Copy out lines with the word "target" from the material that follows.

-- Input for this task follows --

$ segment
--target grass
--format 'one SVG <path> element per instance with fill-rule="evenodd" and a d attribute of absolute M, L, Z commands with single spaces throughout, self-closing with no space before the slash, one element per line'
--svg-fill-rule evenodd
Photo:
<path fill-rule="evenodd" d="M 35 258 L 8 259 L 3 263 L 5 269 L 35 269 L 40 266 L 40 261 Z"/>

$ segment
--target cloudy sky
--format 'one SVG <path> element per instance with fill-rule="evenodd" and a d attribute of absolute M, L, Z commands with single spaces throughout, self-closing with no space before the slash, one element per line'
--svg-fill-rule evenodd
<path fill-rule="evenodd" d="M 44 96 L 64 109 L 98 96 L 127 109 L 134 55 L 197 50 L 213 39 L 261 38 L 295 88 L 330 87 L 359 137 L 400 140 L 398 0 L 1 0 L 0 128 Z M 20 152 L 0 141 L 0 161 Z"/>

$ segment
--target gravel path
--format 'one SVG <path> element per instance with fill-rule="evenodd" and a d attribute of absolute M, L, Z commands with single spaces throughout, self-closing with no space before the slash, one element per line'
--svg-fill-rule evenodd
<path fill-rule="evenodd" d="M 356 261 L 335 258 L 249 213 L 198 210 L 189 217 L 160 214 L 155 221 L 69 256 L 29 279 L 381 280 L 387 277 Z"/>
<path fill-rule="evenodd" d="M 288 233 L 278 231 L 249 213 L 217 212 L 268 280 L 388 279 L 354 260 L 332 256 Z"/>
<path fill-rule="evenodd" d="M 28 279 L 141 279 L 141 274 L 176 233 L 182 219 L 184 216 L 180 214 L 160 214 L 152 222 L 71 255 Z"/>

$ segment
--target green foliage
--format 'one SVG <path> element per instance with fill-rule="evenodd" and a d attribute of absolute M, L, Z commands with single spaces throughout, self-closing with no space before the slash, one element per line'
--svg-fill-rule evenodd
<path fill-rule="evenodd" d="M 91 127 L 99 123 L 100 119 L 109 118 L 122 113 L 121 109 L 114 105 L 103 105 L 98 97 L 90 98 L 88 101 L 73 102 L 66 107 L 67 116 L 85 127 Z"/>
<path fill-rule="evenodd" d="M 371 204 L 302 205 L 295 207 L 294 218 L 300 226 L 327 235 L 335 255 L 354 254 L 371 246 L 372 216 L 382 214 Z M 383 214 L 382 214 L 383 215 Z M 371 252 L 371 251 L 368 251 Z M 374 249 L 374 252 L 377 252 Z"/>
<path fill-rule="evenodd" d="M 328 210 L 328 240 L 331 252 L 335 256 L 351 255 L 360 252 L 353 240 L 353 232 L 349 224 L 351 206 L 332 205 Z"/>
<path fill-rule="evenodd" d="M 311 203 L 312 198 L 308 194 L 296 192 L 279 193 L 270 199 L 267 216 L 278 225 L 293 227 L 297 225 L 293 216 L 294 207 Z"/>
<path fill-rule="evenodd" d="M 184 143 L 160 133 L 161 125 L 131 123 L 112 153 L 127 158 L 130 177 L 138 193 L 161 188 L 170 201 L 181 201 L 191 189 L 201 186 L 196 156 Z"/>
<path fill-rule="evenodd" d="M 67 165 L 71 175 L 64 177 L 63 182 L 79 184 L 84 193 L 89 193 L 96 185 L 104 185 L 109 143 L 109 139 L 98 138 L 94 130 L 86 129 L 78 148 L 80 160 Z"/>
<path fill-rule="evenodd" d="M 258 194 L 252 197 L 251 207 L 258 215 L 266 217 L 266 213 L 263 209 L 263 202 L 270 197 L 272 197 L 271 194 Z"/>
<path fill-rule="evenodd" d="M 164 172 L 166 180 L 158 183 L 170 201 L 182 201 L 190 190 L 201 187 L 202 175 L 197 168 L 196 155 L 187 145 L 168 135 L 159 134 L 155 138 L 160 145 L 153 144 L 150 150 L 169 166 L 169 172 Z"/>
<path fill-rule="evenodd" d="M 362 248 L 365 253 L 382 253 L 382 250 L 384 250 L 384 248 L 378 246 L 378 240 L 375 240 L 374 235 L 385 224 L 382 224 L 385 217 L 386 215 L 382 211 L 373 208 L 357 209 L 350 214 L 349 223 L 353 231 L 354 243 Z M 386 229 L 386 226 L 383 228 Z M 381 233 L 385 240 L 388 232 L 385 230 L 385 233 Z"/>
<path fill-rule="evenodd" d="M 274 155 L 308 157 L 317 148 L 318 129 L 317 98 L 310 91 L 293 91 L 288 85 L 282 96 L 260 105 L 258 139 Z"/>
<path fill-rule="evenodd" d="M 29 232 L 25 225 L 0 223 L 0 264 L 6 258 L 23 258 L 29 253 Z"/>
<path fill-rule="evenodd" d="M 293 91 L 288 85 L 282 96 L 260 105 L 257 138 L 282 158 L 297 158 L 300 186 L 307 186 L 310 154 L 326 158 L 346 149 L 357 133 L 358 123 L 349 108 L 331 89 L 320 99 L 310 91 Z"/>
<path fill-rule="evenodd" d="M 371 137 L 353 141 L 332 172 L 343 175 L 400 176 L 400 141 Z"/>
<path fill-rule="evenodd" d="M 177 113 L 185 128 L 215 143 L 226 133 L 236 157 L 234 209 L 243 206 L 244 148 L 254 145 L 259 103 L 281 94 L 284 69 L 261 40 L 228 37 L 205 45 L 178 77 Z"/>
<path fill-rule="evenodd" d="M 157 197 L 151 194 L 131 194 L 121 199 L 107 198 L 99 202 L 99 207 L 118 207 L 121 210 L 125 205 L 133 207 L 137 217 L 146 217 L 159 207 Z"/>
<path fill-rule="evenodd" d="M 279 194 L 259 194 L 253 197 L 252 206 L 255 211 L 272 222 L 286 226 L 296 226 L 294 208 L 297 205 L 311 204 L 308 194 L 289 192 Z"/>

-- Input for this task concluded --

> **Task result**
--target grass
--target cloudy sky
--target gravel path
--target green foliage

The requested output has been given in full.